▶ _SELECTED PASSAGE_
In gene-trait association analyses, false positives could arise from shared genetic lineage, especially in clonal organisms. There are two methods to estimate the effect of population structure:
- Phylogenetic-based: Infer population structure based on phylogenetic distances. Since MugGWAS will use a linear mixed model, the distance will be estimated from the shared branch length between the MRCA and the root.
- Kinship: Variants on core gene sequences represent the result of vertical evolution. To make inferences for identical by descent, the script will calculate the kinship matrix from the genotype matrix of the presence and absence of variants. --> (not supported yet as of 2025.04.15)

Inputs: 
- Phylogeny-based: Output from IQ-tree `core_gene_tree.nwk`. A high-quality phylogeny based on single-copy core genes from a pangenome.
- Kinship: A VCF file documenting variants on core genes `core_gene_snp.vcf.gz`. --> (not supported yet as of 2025.04.15)

Output: 
- `phylogeny_distances.tsv`: a distance matrix to account for population structure effect in pyseer.

    | |Sample1|Sample2|Sample3|Sample4|
    |:-:|:-:|:-:|:-:|:-:|
    |Sample1|0|4|0|0|
    |Sample2|4|0|0|0|
    |Sample3|0|0|0|3|
    |Sample4|0|0|3|0|
    |...|...|...|...|

**Phylogeny-based method**

In [None]:
from muggwas import phylogeny2distmatrix

# Read the phylogenetic tree
phylogeny = 'pyseer_dataset/core_genome_aln.tree'
output_file = 'pyseer_dataset/phylogeny_distances.tsv'

# Convert the phylogenetic tree to a distance matrix
phylogeny2distmatrix(phylogeny, output_file)

▶ _YOUR INSTRUCTIONS_
According to the passage on population structure, why is the phylogeny-based distance estimated from the shared branch length between the MRCA and the root?

▶ _GIVEN ENTRIES_
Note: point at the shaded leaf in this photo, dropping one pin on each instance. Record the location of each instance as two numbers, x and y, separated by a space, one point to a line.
...
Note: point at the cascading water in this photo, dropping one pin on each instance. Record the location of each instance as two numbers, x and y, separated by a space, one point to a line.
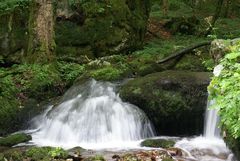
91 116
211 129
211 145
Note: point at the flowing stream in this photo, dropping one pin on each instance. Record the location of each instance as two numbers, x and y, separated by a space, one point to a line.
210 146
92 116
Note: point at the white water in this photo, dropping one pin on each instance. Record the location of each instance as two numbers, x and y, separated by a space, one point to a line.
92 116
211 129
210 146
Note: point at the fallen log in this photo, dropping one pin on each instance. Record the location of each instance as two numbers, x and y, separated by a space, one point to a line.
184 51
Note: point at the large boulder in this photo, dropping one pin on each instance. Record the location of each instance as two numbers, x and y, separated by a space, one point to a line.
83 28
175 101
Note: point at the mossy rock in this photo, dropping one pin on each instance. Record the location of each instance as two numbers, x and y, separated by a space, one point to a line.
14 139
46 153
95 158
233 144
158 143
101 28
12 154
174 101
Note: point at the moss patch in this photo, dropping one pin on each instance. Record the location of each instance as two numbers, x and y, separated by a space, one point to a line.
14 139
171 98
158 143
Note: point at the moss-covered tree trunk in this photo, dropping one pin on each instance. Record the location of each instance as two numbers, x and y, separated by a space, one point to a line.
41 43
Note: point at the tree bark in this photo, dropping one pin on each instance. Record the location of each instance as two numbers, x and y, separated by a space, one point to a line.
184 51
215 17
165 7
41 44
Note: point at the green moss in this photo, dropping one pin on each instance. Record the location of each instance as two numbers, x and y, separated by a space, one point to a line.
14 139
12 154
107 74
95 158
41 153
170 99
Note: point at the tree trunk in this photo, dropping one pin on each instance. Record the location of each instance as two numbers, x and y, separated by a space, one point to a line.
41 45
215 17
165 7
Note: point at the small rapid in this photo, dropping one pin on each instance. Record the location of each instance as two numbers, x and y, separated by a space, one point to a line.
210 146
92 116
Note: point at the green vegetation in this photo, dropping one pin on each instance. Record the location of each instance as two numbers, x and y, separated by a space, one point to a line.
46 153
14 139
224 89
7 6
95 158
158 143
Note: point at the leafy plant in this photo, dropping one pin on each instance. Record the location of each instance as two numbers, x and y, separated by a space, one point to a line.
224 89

▶ _RESPONSE AREA_
It is estimated that way because MugGWAS will use a linear mixed model.